[Start of section]
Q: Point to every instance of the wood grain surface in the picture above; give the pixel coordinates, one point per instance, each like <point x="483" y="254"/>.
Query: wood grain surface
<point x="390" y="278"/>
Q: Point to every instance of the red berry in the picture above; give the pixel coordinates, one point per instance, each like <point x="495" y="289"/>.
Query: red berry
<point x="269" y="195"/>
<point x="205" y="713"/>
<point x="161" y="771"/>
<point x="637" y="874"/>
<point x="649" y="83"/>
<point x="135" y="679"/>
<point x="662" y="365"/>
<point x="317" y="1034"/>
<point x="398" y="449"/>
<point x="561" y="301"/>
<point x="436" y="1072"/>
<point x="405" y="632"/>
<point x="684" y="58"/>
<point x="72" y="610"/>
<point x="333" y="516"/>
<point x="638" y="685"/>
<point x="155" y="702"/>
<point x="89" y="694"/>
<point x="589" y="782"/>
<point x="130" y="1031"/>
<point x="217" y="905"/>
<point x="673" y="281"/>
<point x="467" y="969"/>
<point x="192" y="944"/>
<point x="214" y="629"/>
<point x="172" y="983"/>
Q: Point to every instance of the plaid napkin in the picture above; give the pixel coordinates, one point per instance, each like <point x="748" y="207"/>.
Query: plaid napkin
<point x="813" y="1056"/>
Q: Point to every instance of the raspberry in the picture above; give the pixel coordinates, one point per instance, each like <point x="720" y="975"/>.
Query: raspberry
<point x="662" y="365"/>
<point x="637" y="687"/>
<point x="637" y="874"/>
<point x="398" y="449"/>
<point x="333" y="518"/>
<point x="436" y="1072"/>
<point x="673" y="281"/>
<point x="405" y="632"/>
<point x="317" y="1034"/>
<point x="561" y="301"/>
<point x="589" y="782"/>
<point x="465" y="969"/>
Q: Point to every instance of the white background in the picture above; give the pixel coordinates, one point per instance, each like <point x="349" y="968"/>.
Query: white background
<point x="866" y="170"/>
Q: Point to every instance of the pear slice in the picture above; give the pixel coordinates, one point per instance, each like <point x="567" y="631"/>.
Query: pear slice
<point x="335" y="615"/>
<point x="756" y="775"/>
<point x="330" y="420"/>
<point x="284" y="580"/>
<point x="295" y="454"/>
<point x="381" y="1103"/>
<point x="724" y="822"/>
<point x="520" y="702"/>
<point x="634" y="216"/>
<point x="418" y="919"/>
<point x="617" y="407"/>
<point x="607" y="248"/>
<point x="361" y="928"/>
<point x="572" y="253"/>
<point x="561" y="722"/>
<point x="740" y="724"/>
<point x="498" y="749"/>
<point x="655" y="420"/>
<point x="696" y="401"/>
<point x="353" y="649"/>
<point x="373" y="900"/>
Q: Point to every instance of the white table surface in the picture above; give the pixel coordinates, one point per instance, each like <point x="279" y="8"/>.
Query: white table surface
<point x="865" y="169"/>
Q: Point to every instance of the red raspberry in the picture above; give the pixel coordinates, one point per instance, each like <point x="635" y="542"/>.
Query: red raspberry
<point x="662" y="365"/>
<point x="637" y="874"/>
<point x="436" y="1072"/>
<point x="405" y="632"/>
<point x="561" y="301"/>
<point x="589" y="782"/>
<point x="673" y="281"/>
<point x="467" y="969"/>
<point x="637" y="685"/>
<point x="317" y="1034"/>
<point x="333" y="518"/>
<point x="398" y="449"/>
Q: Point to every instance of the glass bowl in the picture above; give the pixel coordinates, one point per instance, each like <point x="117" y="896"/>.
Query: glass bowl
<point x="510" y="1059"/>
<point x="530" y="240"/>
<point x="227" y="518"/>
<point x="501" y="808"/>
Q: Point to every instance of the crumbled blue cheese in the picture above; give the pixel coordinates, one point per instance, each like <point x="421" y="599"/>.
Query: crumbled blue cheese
[End of section]
*REQUIREMENT*: Taking the material above, extract exactly and only the lines from the line with "Query: white background" to the line with "Q: Point to every instance of the pear", inclusive of both.

*RESPONSE FOR THIS EXERCISE*:
Query: white background
<point x="866" y="170"/>
Q: Point to every instance of the pear slice in the picture above; give the pixel coordinates, one point per instance, each like <point x="567" y="631"/>.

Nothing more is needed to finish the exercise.